Data to examine Block Start

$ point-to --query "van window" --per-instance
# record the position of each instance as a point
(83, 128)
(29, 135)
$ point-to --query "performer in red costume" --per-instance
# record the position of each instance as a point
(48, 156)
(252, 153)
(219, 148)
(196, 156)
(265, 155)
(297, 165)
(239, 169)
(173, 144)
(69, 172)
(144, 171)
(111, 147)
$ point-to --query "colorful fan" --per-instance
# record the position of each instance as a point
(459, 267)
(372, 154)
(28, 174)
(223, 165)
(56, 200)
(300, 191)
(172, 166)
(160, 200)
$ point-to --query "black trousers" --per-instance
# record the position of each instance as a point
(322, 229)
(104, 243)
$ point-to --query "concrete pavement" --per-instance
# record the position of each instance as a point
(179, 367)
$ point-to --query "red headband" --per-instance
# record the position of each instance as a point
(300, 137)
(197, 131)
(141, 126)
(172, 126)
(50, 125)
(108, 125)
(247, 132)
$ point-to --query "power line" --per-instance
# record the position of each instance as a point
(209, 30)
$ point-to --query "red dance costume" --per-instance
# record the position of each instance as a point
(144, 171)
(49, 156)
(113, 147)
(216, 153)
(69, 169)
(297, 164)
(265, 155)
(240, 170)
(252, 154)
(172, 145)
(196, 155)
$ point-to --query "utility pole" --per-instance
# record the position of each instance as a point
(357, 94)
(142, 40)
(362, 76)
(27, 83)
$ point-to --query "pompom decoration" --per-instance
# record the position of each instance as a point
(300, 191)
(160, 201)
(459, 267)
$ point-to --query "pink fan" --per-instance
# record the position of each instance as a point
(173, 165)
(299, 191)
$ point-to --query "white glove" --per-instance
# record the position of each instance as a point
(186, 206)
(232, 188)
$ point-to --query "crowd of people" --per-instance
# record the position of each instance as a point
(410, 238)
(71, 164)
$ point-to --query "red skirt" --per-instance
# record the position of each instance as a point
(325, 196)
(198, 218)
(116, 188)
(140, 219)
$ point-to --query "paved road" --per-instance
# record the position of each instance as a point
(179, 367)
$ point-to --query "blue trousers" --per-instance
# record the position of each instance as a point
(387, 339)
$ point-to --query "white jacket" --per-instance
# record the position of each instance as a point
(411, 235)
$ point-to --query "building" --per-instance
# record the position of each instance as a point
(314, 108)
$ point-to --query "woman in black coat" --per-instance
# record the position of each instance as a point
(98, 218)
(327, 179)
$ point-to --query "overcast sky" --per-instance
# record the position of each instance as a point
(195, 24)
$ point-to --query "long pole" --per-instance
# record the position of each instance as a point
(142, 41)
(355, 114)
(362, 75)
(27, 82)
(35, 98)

Data to examine Block End

• **Work to be completed**
Going through the listing above, tally the lines that contain the word "pole" and report the total alone.

• **Answer section**
2